[Detection listing]
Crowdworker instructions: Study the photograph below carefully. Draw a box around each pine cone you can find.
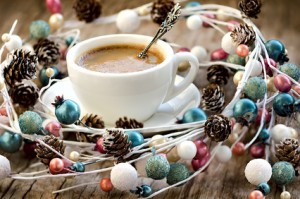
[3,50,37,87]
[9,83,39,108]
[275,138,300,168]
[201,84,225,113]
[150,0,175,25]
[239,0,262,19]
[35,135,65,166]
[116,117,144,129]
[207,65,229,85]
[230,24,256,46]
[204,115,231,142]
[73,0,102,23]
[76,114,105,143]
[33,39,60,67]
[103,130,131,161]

> [What to produce]
Write out the listing again with "pine cone" changed to "acorn" and nothing else altered, leaving out the pictures.

> [Answer to this problem]
Crowdworker instructions: Study the photograph below carefully. Draw a box around each acorn you can find.
[3,50,37,87]
[9,83,39,108]
[275,138,300,168]
[201,84,225,113]
[150,0,175,25]
[239,0,262,19]
[35,135,65,166]
[116,117,144,129]
[207,65,229,85]
[230,24,256,46]
[204,115,231,142]
[73,0,102,23]
[76,114,105,143]
[33,39,60,67]
[103,130,131,161]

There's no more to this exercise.